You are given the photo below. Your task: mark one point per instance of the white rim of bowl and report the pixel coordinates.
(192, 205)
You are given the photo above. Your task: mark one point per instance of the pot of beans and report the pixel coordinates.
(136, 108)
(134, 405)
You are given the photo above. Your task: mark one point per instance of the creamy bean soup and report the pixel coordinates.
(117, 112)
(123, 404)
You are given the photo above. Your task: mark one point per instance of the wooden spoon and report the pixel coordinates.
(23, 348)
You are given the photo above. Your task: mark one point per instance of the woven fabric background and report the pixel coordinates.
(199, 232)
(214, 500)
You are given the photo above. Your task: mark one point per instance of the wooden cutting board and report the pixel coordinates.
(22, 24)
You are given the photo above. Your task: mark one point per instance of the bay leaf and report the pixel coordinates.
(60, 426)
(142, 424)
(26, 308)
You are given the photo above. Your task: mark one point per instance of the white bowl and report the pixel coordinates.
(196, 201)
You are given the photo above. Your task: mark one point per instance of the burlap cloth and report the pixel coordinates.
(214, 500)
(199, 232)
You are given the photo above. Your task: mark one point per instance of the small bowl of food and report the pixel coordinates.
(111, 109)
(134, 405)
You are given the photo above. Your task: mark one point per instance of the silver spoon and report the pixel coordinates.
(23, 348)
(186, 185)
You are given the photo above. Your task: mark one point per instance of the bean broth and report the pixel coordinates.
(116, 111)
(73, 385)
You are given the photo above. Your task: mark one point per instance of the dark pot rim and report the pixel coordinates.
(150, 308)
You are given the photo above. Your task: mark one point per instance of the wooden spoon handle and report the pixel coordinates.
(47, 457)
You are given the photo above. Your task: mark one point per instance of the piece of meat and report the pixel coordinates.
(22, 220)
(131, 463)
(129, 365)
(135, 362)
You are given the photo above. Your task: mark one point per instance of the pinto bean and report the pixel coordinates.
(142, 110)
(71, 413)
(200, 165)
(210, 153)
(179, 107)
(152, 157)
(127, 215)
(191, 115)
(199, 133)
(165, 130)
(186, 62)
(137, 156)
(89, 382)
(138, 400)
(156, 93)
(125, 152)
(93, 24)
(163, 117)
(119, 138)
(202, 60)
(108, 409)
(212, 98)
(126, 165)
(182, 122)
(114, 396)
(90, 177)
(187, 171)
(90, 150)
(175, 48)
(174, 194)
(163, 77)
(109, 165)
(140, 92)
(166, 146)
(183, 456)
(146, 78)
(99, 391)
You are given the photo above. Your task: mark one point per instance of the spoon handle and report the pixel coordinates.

Task: Repeat, exactly and only, the lines above from the one containing "bean and report the pixel coordinates." through the end of the material.

The solution:
You are given the photo above. Your task: mark one point per instance of the pinto bean and report the pixel coordinates.
(142, 110)
(71, 413)
(200, 165)
(210, 153)
(179, 107)
(152, 157)
(127, 215)
(191, 115)
(199, 133)
(165, 130)
(186, 62)
(137, 156)
(89, 382)
(138, 400)
(156, 93)
(125, 152)
(93, 24)
(163, 117)
(119, 138)
(202, 60)
(108, 409)
(212, 98)
(126, 165)
(182, 122)
(114, 396)
(90, 177)
(187, 171)
(90, 150)
(175, 48)
(174, 194)
(163, 77)
(109, 165)
(140, 92)
(166, 146)
(183, 456)
(146, 78)
(99, 391)
You are given the photo above. Your task: mark one point per instance of the spoon handle and report the pixel coordinates.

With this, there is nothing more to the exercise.